## PASSAGE FOR REVIEW
-*-*-
Incorporate recycled materials into your projects whenever possible. Products made from recycled plastic, glass, metal, or reclaimed wood can reduce waste and conserve resources. For instance, recycled glass countertops or tiles can add a unique touch to your kitchen or bathroom while minimising the environmental impact. Bamboo is a rapidly renewable resource that can be an excellent alternative to traditional hardwood. It grows quickly and regenerates without the need for replanting. Bamboo flooring, furniture, and cabinets are durable and aesthetically pleasing options for an eco-friendly home improvement. Traditional paints release volatile organic compounds (VOCs) that contribute to indoor air pollution and harm human health. Look for low-VOC or VOC-free paints with lower levels of toxic emissions. These paints are safer for you, your family, and the environment. You should also look for materials that don’t have formaldehyde, especially if you’re looking for cabinets and display cases. Medite MDF is a great example of eco-friendly material, and you can get MDF cut to size at Cworkshop. They use Cutting Optimisation software, meaning there’s no material waste when creating your order. Less waste is ideal for anyone putting a big project together, both in terms of budget and the planet!
-*-*-
## WORK INSTRUCTION A
What does the passage on eco-friendly home materials say traditional paints release?
## WORK INSTRUCTION B
Extend the passage on eco-friendly home materials, starting right after its final sentence.

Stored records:
-*-*-
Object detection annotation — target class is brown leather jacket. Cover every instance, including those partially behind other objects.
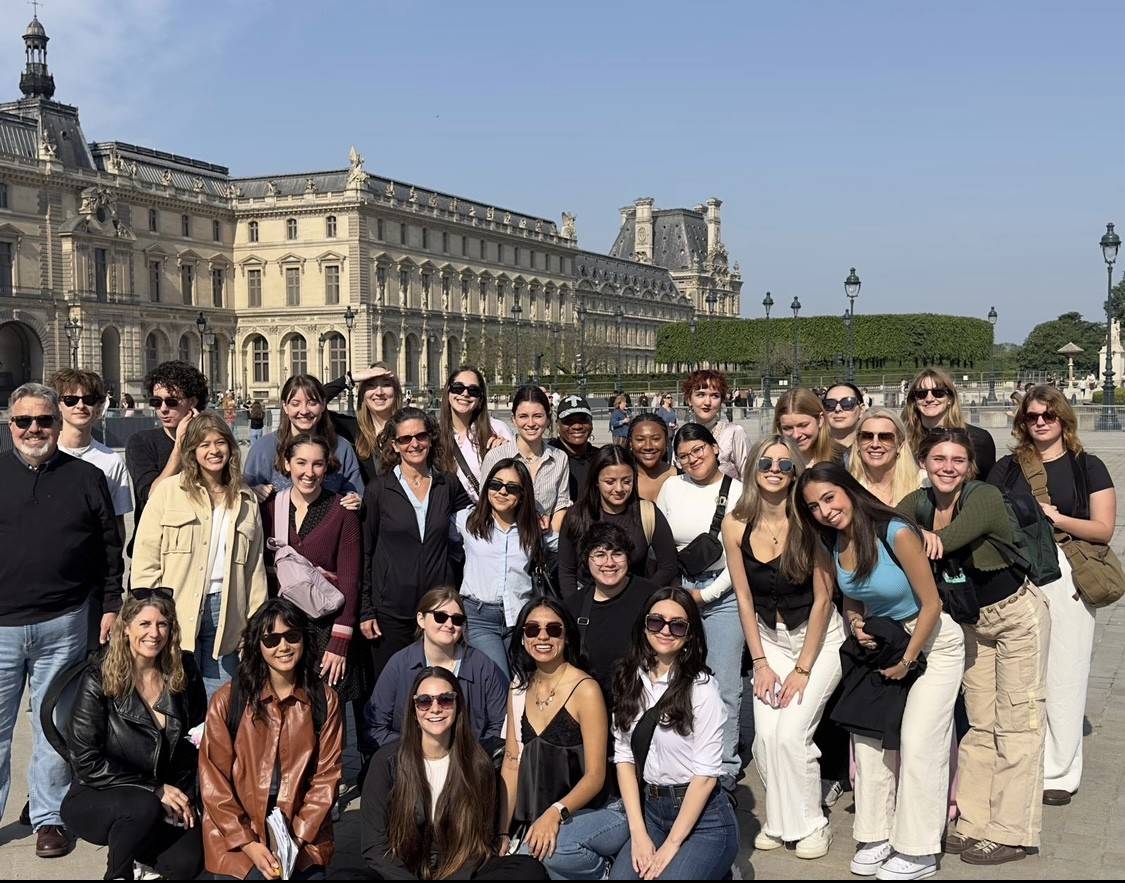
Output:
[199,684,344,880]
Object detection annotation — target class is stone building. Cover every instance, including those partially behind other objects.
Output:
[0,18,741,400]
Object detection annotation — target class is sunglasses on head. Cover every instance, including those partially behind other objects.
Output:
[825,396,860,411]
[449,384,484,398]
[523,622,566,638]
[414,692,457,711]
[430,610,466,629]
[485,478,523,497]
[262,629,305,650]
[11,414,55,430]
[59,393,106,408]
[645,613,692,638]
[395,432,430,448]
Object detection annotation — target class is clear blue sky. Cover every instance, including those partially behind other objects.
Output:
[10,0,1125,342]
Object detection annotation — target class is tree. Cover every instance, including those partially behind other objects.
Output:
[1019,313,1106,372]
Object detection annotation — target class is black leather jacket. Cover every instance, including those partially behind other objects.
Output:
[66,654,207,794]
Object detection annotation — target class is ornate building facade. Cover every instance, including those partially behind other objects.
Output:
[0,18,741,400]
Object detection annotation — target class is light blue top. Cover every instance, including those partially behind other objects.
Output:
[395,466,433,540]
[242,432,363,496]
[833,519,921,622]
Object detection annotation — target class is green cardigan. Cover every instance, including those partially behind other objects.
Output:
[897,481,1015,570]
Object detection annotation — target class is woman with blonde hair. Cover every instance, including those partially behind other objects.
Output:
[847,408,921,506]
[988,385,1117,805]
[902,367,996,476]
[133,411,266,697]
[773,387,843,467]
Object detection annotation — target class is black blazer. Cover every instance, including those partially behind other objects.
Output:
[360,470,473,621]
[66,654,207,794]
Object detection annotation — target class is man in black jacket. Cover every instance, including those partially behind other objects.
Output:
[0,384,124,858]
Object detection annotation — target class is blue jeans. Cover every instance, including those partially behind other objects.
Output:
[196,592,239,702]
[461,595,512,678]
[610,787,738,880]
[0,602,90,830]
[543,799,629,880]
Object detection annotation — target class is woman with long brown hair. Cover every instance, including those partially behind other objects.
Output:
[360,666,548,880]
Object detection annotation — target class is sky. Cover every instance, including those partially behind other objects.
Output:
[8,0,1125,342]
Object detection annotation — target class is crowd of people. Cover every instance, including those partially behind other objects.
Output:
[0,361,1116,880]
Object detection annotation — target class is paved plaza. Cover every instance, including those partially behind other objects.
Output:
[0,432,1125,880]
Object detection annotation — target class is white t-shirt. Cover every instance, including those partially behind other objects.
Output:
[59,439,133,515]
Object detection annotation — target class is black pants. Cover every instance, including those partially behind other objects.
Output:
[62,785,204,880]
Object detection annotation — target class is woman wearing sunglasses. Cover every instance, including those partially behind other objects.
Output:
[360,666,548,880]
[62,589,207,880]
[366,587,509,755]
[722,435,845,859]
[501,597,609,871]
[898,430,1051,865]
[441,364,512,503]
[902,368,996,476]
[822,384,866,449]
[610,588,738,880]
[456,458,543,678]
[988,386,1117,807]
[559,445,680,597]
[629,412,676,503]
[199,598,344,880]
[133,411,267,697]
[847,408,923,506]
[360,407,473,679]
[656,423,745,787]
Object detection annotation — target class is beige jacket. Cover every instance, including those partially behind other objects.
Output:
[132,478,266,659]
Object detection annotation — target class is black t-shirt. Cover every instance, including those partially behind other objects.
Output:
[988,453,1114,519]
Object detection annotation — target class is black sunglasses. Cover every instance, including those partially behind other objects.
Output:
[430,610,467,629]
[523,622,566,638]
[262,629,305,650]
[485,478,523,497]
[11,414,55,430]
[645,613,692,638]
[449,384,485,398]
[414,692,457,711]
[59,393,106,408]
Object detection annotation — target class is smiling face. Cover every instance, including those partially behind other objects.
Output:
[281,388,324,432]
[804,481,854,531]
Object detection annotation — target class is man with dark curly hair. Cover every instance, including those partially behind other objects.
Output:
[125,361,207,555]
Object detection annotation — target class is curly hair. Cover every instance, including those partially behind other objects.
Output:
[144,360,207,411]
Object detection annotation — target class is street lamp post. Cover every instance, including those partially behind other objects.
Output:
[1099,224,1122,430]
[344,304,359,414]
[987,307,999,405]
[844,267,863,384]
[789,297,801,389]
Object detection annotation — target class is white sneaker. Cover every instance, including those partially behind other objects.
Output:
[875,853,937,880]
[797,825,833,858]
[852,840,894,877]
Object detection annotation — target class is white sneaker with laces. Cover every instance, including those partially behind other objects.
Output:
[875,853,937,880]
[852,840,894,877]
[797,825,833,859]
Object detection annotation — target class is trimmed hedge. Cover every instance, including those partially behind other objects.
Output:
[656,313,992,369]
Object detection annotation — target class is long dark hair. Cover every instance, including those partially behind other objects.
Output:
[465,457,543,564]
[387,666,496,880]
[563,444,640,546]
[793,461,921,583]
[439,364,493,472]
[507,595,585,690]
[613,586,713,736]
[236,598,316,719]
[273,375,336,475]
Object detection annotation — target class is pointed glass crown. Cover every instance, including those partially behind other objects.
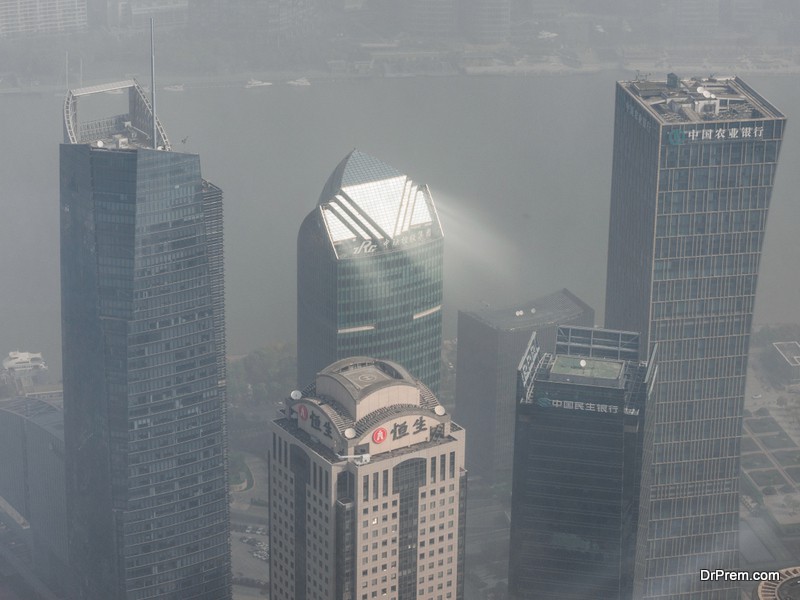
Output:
-*-*-
## TASK ANSWER A
Volatile organic compounds (VOCs).

## TASK ANSWER B
Water conservation

You’ll have seen the stories about drought and hosepipe bans already this year, but water conservation will only be more important in the future. You can reduce water consumption and promote water efficiency by implementing water-saving measures in your home improvement projects. Install low-flow showerheads, faucets, and toilets to reduce water usage. These fixtures use less water while providing a satisfying user experience. Incorporate rainwater harvesting systems into your home improvement plans. Collecting rainwater from your roof and storing it in tanks allows you to use it for non-potable purposes like watering plants, cleaning, or flushing toilets. It reduces the demand for treated water and promotes self-sufficiency.

Consider xeriscaping your outdoor areas by choosing native plants that require less water. Native plants are adapted to local climate conditions, reducing the need for excessive watering. Mulching the soil and using efficient irrigation systems, such as drip irrigation, can further conserve water. Implement greywater recycling systems to reuse water from sinks, showers, and washing machines for irrigation purposes. Greywater systems filter and treat the water, making it suitable for non-potable uses.

Sustainable landscaping

Enhancing your outdoor spaces with sustainable landscaping practices can significantly contribute to an eco-friendly home improvement. Choose native plants for your garden, as they are better adapted to local conditions and require less water, fertiliser, and maintenance. Think about what plants are going to do well with the increase in temperatures. Native plants also provide habitat and food for local wildlife, promoting biodiversity. Use permeable materials like permeable pavers or gravel instead of traditional concrete or asphalt for walkways and driveways. Permeable surfaces allow rainwater to infiltrate the ground, reducing stormwater runoff and replenishing groundwater.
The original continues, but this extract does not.